**Exercise requirements**: Convert each line of the records into a JSON list of strings, one string per line and no blank lines included.

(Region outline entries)
:::

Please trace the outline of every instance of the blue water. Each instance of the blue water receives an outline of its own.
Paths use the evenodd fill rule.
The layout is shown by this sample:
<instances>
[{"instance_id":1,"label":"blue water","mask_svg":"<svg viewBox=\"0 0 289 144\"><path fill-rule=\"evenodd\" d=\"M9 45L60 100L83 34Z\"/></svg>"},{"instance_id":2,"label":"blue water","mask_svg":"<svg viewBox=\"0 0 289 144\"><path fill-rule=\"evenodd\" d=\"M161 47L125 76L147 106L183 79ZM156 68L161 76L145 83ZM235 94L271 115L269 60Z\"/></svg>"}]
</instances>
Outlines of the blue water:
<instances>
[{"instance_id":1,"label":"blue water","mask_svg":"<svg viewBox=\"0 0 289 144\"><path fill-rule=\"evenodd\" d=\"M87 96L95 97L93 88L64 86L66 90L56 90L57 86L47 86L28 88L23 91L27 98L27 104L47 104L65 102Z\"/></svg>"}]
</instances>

:::

**Solution**:
[
  "Please trace the outline of every instance of the blue water. Each instance of the blue water receives an outline of its own.",
  "Paths use the evenodd fill rule.",
  "The layout is shown by this sample:",
  "<instances>",
  "[{\"instance_id\":1,\"label\":\"blue water\",\"mask_svg\":\"<svg viewBox=\\\"0 0 289 144\\\"><path fill-rule=\\\"evenodd\\\" d=\\\"M9 45L60 100L83 34Z\\\"/></svg>\"},{\"instance_id\":2,\"label\":\"blue water\",\"mask_svg\":\"<svg viewBox=\\\"0 0 289 144\\\"><path fill-rule=\\\"evenodd\\\" d=\\\"M161 47L125 76L147 106L183 79ZM156 68L161 76L145 83ZM235 94L271 115L269 60Z\\\"/></svg>\"}]",
  "</instances>",
  "Outlines of the blue water:",
  "<instances>",
  "[{\"instance_id\":1,\"label\":\"blue water\",\"mask_svg\":\"<svg viewBox=\\\"0 0 289 144\\\"><path fill-rule=\\\"evenodd\\\" d=\\\"M87 96L95 97L93 88L64 86L66 90L56 90L57 86L47 86L28 88L23 91L27 98L27 104L47 104L65 102Z\\\"/></svg>\"}]",
  "</instances>"
]